_EXERCISE INPUTS:_
┌────────

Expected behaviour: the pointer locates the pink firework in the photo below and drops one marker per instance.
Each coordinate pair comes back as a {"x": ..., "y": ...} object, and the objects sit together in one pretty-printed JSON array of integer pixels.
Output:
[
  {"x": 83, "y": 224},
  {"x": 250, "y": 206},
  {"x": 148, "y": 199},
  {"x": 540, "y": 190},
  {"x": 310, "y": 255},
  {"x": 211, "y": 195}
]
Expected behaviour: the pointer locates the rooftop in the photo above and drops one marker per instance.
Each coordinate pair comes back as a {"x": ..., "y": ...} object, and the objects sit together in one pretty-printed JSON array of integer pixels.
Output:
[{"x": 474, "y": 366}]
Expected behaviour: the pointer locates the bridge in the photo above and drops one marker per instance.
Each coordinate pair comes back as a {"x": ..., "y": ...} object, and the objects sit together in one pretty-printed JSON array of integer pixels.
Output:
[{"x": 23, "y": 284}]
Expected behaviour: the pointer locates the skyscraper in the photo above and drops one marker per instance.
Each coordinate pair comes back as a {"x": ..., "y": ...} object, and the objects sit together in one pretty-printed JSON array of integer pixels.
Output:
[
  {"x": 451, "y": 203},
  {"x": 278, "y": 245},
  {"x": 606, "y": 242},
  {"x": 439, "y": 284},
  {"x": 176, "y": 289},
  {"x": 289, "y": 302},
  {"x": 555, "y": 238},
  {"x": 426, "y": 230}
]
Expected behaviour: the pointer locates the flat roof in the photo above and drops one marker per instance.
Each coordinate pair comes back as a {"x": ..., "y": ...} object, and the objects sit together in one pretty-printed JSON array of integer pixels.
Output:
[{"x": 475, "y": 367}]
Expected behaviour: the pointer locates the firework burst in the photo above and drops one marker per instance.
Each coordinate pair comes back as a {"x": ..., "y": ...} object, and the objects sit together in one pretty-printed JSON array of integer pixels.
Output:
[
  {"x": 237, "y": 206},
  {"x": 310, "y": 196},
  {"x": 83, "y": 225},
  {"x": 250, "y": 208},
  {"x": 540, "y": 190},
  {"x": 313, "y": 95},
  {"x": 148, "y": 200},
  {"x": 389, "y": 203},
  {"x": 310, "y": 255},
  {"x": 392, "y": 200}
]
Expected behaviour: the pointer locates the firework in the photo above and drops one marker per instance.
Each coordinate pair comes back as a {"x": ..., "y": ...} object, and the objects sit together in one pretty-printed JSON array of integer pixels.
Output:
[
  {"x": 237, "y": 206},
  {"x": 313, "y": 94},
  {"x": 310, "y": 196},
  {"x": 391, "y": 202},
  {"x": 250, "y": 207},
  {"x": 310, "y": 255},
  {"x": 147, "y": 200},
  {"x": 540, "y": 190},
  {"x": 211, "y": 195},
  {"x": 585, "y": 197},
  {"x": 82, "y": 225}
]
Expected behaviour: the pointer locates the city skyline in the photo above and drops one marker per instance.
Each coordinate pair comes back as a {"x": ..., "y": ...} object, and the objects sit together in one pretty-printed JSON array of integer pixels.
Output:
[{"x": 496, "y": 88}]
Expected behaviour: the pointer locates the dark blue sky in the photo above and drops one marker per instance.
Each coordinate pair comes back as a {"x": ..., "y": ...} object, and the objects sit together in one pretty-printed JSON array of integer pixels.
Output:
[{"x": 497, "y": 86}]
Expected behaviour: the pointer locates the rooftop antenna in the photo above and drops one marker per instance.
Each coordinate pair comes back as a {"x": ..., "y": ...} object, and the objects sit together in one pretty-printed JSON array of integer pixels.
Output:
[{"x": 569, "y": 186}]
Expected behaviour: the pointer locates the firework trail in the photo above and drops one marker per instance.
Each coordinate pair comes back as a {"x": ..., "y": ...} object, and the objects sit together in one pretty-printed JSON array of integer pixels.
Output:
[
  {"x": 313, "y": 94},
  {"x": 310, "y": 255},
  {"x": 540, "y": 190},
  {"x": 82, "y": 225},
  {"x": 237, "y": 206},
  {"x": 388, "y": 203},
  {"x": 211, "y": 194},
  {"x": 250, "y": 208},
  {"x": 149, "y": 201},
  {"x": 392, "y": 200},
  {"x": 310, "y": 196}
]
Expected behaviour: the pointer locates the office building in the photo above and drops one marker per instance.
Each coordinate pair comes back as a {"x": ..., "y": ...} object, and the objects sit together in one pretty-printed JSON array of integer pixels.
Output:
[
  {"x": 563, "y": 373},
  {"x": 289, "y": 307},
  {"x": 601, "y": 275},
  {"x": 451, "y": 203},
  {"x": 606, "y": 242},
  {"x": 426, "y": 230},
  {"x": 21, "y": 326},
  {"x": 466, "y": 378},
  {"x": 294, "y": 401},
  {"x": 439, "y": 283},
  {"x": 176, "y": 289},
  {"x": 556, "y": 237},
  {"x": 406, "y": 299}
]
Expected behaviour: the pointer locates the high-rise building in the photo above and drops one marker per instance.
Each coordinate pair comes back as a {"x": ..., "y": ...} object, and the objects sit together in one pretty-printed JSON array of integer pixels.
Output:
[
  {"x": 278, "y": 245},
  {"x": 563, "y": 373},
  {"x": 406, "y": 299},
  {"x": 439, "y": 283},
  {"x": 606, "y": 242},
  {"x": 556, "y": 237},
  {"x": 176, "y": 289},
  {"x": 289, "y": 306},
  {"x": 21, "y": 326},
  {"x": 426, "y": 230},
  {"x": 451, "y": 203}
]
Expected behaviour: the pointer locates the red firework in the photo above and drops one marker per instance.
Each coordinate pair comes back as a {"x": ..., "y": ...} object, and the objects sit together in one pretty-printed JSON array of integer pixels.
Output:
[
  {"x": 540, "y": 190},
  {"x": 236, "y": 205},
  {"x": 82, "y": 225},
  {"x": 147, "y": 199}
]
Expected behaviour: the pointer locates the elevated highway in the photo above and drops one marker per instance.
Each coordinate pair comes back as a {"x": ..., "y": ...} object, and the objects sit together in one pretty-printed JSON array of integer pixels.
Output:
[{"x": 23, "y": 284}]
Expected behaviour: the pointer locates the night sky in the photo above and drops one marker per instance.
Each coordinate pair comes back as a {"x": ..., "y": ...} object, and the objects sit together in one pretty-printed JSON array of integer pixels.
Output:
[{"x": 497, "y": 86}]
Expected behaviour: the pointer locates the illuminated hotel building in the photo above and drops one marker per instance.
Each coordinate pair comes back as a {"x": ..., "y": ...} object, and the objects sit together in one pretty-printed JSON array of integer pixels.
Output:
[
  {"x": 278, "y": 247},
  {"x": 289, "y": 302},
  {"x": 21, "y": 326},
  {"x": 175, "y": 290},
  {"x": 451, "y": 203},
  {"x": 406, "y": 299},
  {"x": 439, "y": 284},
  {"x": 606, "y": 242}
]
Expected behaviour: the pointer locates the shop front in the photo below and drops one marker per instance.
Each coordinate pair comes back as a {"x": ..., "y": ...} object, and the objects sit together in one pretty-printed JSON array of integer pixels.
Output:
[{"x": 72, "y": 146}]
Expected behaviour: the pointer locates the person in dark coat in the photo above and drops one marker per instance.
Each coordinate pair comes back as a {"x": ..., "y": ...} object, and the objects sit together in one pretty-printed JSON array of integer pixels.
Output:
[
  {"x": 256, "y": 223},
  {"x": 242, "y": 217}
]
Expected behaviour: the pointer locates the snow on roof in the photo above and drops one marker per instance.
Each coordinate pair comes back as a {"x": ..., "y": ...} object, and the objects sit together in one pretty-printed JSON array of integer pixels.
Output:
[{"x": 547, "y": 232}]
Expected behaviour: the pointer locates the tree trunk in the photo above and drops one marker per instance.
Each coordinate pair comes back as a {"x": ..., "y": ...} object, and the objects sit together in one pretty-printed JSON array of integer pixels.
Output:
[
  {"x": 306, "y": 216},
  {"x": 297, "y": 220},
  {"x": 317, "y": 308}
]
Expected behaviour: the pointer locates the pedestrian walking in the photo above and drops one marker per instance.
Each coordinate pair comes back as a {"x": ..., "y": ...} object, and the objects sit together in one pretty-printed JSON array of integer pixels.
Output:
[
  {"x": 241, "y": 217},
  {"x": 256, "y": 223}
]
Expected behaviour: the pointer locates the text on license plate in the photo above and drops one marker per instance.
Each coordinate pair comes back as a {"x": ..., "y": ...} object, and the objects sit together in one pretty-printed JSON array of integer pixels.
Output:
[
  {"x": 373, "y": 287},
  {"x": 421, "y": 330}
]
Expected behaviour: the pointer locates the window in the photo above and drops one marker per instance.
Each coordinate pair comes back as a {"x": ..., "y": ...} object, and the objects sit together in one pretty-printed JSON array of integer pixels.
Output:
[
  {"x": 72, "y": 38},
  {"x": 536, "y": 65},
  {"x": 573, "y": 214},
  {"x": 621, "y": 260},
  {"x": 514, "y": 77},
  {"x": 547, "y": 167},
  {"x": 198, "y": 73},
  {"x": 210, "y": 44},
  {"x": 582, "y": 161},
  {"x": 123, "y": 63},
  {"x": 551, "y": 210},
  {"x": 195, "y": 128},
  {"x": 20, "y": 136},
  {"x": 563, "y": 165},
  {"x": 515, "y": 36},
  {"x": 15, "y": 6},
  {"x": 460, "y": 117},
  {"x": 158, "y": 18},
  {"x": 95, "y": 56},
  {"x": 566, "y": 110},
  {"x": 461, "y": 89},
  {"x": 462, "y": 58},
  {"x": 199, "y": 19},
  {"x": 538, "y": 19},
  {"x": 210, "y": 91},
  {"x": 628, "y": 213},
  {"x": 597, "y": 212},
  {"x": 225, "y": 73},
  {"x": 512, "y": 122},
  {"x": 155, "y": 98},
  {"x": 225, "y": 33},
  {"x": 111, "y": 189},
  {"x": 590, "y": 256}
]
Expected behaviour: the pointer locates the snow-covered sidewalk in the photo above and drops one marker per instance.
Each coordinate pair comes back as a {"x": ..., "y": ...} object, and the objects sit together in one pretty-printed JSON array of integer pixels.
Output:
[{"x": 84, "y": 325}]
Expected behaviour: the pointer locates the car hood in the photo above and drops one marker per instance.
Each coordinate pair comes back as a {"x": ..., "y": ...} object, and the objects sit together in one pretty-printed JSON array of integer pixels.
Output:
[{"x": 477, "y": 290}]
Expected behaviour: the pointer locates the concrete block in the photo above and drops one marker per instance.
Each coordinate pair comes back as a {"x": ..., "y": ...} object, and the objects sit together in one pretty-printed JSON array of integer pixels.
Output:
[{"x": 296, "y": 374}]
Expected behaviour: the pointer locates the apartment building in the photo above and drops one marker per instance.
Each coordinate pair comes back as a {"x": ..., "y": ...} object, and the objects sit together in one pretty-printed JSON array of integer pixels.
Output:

└────────

_WHAT THE TASK REQUIRES:_
From the line containing "Expected behaviour: the pointer locates the snow-covered" through the final line of the listing above, retype every line exactly; leave out everything else.

_TASK SOLUTION:_
Expected behaviour: the pointer locates the snow-covered sidewalk in the photo above and drops one marker per instance.
Each coordinate pair comes back as a {"x": ..., "y": ...} object, and the objects sit together in one pretty-printed JSON array of integer pixels.
Output:
[{"x": 84, "y": 325}]
Expected behaviour: the pointer locates the car hood in the photo above and drops one marker per instance.
Each coordinate pair comes back as a {"x": ..., "y": ...} object, and the objects sit together in one pretty-printed JSON array of integer pixels.
Output:
[{"x": 477, "y": 290}]
Expected behaviour: the pointer locates the concrete block in the photo above and drops one marker per instance.
Each coordinate pair comes back as a {"x": ..., "y": ...} object, and the objects sit together in one pretty-printed JSON array of integer pixels.
Output:
[{"x": 296, "y": 374}]
Expected behaviour: the pointer locates the apartment building in the photo above and drops one marker per instance.
Each coordinate pair comes back as a {"x": ..., "y": ...} object, and the objects sit together in one pretty-printed JSON array of integer pixels.
Output:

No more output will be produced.